**What needs to be done**
Word for word, transcribe every line below.

**Listed entries**
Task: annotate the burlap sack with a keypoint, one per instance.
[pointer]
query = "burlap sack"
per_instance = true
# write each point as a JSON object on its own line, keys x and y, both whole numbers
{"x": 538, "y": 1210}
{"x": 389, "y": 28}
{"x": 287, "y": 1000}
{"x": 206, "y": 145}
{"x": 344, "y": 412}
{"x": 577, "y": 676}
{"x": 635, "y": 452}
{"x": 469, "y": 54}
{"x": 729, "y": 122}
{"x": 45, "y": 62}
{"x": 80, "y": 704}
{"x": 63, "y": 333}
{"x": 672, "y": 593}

**Output of the exercise**
Task: annotate the burlap sack with a keypoint, one per instance.
[pointer]
query = "burlap sack"
per_instance = true
# write each point as a JSON object on its own line, keys x and y, both whole numbers
{"x": 538, "y": 1210}
{"x": 389, "y": 28}
{"x": 287, "y": 1000}
{"x": 206, "y": 145}
{"x": 344, "y": 412}
{"x": 577, "y": 676}
{"x": 635, "y": 452}
{"x": 469, "y": 54}
{"x": 729, "y": 122}
{"x": 45, "y": 62}
{"x": 80, "y": 704}
{"x": 63, "y": 333}
{"x": 672, "y": 593}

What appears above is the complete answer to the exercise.